_What you should do_.
Among the records below, which lines contain the string "column"? Report them.

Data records
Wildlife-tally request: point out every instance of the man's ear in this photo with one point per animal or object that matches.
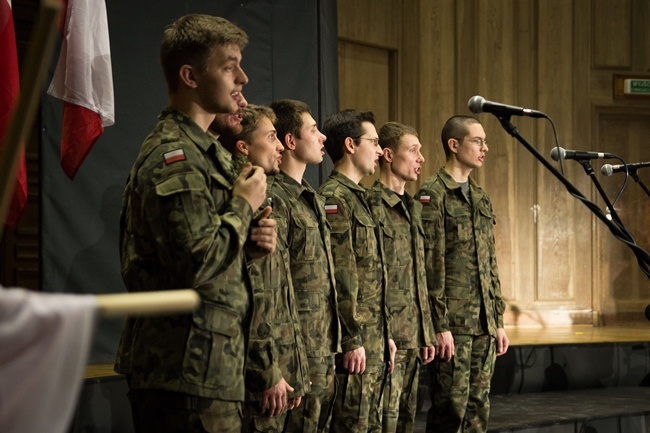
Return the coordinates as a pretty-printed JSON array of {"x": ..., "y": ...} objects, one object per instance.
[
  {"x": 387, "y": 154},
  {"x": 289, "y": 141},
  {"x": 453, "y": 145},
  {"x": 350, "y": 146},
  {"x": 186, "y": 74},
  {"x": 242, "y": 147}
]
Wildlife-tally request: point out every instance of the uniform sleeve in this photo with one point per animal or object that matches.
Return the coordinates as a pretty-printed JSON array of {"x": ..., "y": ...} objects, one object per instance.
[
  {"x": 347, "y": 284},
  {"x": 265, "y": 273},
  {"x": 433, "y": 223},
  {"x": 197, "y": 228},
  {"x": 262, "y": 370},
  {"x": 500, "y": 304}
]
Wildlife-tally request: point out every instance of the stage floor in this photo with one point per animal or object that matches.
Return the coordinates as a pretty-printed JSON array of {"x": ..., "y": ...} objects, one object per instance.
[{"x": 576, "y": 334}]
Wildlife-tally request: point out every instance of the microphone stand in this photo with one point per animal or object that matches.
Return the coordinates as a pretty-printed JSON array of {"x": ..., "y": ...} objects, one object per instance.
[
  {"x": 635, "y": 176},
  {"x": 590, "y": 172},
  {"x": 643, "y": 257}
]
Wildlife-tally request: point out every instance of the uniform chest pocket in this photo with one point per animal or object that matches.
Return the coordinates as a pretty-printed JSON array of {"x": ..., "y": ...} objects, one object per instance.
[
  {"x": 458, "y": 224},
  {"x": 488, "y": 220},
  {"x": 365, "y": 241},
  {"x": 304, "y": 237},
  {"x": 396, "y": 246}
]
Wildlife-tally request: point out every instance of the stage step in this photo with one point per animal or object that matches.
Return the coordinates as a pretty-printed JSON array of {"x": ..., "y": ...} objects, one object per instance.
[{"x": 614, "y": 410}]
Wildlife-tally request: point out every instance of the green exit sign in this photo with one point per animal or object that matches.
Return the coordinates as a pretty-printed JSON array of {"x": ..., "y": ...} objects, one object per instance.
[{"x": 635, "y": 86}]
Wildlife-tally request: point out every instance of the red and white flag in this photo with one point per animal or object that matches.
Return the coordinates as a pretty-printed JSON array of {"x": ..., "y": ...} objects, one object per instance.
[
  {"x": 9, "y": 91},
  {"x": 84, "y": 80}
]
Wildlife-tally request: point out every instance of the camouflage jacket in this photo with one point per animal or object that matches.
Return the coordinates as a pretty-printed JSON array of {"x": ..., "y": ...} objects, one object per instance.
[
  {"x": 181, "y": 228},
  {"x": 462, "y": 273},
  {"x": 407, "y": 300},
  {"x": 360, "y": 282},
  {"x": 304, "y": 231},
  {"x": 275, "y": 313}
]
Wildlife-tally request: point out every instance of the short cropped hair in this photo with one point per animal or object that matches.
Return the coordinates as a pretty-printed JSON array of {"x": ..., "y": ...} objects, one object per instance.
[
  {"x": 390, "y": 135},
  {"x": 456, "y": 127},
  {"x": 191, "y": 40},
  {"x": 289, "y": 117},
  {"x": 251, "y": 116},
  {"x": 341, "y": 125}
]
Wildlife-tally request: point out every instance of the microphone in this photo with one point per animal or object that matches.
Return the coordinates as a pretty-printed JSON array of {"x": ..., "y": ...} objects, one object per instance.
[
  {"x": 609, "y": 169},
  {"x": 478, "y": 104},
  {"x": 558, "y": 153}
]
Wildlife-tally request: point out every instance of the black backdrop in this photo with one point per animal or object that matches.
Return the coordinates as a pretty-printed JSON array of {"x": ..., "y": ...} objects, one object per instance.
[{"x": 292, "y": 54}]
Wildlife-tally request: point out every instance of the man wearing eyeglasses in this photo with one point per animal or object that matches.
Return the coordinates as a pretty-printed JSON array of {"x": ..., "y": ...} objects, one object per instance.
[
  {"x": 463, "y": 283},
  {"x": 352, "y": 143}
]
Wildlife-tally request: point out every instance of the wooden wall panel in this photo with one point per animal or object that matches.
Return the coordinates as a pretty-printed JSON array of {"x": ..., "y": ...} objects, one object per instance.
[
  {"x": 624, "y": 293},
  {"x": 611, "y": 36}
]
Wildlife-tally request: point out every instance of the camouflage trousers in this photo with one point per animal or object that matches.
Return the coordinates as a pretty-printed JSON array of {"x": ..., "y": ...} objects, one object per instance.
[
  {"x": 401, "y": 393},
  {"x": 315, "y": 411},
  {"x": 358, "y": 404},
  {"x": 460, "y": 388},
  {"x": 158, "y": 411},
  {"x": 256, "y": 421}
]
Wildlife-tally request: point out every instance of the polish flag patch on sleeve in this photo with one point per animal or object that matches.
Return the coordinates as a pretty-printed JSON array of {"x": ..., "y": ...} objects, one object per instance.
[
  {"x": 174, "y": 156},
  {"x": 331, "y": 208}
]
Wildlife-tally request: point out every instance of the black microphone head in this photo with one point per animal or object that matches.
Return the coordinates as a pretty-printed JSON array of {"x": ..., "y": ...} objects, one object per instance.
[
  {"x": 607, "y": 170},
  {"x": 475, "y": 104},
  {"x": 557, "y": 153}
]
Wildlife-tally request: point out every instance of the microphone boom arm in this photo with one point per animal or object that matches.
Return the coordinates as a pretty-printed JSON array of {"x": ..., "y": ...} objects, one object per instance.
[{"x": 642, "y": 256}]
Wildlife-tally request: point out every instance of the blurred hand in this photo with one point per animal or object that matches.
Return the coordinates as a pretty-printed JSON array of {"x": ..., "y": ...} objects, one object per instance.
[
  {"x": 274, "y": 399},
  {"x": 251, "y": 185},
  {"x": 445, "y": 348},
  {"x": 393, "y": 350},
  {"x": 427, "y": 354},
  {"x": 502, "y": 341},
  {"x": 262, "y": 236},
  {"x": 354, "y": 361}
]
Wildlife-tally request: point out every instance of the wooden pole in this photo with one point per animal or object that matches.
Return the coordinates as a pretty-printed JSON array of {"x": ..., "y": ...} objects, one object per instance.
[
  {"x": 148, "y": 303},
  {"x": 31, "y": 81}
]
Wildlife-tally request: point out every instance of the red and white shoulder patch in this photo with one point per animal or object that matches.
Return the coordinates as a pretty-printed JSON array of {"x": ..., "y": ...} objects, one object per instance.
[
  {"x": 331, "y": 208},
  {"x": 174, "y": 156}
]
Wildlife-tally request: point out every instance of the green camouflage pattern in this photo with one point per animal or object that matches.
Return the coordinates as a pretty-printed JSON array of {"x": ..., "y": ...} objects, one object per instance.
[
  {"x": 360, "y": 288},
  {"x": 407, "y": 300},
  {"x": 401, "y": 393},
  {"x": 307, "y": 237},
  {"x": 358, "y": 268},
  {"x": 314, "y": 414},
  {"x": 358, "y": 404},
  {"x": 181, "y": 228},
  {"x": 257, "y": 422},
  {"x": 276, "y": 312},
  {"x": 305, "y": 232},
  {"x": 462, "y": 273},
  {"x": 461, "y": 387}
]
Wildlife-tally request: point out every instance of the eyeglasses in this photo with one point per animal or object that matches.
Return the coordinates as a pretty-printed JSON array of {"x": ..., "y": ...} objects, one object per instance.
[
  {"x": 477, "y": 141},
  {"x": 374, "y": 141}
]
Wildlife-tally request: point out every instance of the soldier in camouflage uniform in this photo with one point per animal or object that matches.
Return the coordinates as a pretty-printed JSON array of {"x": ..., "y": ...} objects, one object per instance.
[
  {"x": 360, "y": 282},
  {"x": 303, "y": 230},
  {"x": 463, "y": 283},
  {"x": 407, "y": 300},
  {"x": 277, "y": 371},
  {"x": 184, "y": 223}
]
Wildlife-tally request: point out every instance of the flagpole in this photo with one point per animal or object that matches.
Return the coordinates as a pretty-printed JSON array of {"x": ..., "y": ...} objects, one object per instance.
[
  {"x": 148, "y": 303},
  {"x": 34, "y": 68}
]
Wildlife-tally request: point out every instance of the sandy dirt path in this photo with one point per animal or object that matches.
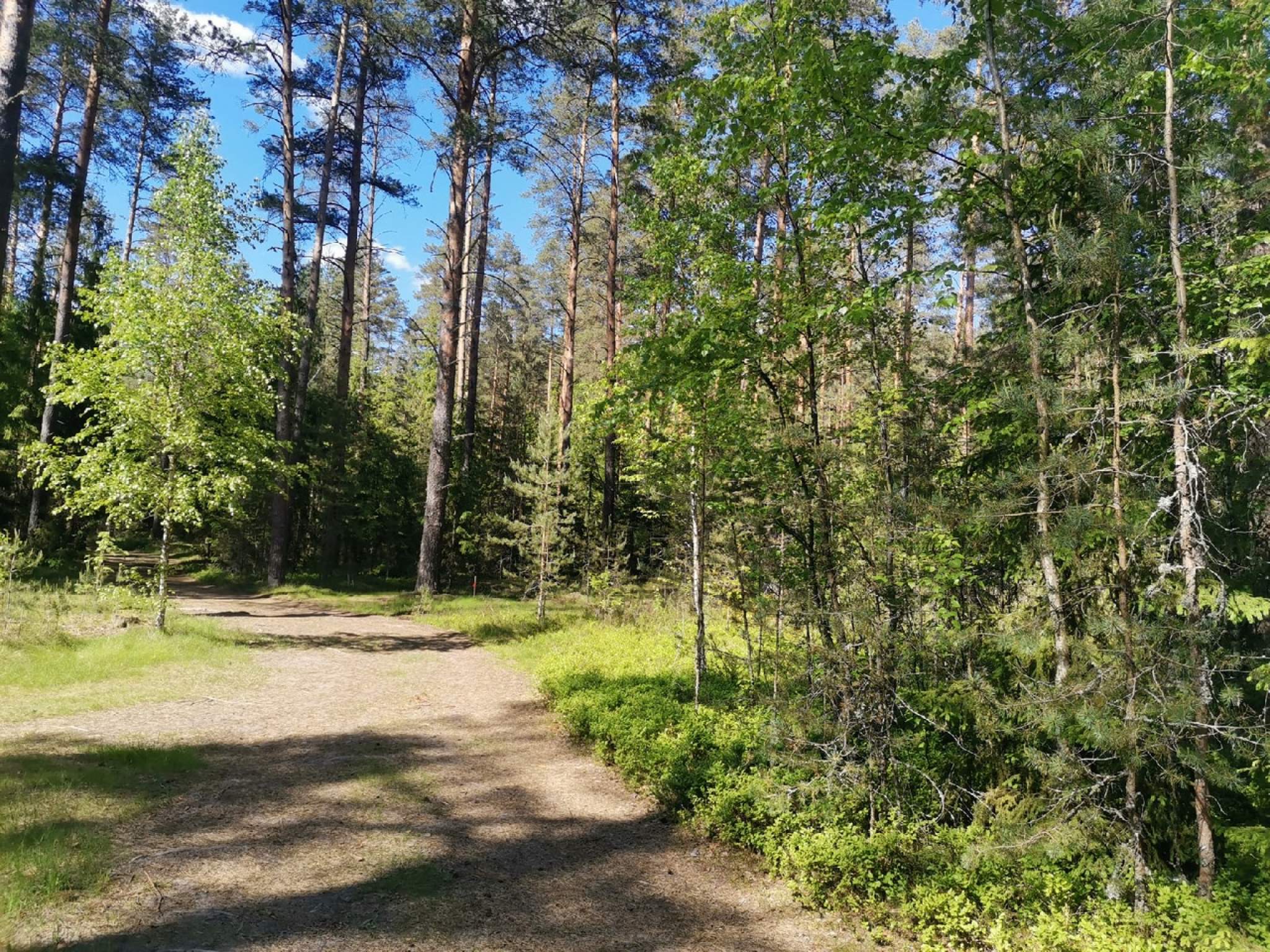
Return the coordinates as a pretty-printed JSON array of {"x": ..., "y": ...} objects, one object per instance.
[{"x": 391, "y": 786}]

---

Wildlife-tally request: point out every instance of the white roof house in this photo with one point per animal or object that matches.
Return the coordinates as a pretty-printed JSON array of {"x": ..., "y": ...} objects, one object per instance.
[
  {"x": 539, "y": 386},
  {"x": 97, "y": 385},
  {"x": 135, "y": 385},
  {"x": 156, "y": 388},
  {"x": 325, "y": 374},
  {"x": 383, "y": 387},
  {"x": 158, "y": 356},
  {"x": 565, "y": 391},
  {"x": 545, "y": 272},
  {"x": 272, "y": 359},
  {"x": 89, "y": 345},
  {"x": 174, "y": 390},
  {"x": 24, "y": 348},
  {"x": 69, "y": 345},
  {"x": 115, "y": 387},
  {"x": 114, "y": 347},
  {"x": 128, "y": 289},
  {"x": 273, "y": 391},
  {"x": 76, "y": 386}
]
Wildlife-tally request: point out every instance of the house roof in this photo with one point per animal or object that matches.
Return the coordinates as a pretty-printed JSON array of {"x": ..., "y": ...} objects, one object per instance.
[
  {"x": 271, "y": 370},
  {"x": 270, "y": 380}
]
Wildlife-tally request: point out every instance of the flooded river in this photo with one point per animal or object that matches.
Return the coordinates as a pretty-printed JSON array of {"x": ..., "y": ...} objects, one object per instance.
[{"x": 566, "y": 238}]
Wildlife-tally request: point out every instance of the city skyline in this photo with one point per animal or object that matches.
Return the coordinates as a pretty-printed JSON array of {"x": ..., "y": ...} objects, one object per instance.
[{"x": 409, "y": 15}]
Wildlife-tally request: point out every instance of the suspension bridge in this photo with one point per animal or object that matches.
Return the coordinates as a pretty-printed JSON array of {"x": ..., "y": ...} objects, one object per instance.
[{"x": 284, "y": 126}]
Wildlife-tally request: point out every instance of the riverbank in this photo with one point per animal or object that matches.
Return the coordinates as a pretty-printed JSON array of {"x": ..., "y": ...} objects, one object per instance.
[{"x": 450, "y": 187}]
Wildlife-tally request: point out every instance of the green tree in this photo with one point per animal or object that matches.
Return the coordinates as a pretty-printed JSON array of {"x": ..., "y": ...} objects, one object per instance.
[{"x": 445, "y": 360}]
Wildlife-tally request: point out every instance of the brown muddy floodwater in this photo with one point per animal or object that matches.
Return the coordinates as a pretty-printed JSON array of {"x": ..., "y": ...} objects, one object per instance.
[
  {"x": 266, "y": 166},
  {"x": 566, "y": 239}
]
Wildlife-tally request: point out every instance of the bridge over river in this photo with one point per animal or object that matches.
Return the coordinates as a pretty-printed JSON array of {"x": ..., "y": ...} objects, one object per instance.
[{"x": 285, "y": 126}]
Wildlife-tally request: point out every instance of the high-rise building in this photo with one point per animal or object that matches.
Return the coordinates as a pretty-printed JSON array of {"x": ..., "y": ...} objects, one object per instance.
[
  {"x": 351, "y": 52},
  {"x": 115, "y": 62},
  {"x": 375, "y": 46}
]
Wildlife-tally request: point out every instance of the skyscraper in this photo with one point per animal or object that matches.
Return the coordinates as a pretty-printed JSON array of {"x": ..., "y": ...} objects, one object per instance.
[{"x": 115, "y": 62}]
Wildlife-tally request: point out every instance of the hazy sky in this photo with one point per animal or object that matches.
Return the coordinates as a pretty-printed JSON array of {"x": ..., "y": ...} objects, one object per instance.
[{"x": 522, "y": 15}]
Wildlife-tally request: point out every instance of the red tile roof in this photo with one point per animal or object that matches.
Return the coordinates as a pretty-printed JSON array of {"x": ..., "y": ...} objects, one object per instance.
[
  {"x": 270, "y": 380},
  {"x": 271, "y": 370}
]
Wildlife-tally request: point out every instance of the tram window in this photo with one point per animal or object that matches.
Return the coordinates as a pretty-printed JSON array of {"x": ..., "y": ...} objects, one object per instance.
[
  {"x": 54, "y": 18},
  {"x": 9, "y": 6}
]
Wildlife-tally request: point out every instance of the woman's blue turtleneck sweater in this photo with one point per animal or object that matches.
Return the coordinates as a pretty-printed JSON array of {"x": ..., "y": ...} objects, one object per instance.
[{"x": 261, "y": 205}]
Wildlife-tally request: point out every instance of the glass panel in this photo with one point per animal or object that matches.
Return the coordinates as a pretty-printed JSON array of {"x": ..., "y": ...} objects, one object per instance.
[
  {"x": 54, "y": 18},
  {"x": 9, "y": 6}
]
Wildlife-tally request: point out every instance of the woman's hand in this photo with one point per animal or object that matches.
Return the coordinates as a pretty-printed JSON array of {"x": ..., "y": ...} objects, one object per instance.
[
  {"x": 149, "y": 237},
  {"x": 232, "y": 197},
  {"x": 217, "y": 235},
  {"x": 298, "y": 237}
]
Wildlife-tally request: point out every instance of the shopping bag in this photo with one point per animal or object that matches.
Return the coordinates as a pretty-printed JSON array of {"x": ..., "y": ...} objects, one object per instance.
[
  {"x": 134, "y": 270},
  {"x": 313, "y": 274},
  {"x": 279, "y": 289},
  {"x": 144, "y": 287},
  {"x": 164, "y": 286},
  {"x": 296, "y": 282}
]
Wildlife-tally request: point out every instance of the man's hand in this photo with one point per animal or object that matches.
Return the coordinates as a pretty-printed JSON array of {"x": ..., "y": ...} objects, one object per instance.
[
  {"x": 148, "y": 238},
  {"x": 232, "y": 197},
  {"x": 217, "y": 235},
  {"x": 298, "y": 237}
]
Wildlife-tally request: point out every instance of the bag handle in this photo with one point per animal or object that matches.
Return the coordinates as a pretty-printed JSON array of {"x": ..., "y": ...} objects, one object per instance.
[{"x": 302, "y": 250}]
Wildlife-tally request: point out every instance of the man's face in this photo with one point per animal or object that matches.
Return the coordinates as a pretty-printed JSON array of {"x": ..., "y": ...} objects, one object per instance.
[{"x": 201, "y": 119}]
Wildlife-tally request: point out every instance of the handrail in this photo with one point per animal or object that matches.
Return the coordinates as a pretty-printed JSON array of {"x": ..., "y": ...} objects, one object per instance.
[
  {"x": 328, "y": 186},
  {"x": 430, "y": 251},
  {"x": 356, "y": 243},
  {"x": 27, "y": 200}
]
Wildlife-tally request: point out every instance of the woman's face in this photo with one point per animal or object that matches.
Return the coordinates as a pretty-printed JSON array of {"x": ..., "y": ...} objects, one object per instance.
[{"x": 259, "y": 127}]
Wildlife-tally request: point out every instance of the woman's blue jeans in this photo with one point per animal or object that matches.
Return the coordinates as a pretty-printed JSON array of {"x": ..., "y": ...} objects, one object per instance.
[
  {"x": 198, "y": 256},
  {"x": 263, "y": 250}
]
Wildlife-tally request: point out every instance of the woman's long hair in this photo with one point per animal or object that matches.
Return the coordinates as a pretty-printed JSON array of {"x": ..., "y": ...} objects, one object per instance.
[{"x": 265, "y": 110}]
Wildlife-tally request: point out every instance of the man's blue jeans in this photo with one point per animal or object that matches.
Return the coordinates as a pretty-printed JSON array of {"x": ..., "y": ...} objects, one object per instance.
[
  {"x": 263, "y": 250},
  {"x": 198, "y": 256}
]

---

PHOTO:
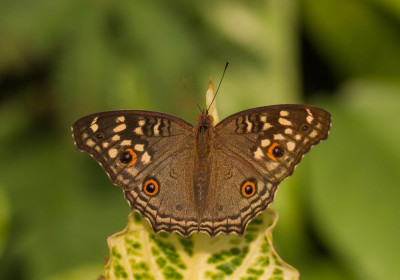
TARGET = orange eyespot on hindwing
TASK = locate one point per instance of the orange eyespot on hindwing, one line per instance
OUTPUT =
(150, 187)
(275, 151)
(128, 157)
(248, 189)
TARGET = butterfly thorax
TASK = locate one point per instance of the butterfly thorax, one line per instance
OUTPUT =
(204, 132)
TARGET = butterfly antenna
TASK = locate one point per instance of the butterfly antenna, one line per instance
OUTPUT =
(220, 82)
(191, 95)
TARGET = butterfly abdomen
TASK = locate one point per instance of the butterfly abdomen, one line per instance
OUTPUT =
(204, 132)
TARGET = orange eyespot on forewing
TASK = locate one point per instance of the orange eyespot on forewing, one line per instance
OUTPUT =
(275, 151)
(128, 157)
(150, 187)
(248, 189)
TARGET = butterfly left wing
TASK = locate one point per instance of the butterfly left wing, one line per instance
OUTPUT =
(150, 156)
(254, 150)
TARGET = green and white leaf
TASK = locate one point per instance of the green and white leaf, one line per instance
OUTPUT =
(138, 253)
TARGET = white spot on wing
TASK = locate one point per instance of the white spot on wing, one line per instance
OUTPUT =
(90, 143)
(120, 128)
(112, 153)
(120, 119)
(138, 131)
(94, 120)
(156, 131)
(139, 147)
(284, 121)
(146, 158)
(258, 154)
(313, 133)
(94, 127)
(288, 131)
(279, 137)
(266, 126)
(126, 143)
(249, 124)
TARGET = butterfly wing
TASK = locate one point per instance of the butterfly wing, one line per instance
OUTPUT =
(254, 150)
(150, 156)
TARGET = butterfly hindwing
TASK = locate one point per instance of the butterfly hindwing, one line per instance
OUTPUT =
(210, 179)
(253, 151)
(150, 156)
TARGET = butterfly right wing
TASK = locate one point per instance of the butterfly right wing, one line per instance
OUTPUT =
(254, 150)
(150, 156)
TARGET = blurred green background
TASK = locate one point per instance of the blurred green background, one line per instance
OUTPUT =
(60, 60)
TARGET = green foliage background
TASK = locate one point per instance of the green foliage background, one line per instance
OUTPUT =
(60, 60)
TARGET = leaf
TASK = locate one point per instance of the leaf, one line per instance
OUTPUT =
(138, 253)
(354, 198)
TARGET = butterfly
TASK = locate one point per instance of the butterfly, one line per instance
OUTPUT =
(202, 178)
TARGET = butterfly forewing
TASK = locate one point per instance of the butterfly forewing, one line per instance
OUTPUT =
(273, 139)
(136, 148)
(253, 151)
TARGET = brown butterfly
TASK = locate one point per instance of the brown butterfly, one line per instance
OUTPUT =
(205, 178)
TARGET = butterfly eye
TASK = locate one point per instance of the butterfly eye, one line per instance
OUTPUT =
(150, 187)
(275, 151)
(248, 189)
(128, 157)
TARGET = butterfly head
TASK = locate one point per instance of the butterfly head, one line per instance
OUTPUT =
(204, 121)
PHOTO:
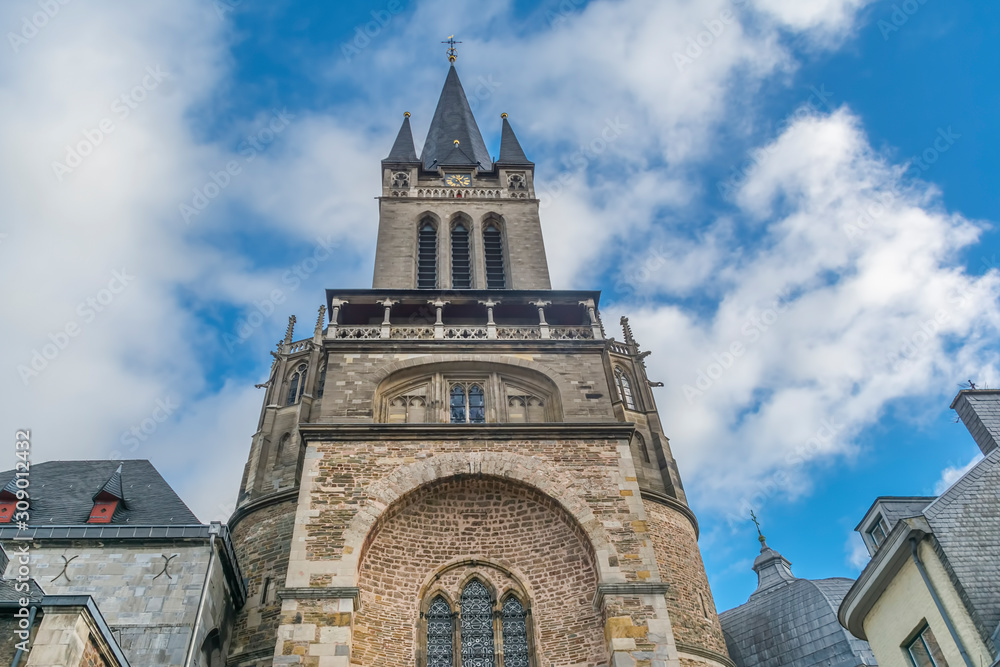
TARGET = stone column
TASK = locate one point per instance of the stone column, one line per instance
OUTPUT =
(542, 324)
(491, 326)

_Finished exercise_.
TARGET = stone column
TASK = locate one point per instance of the stone column, one line per instance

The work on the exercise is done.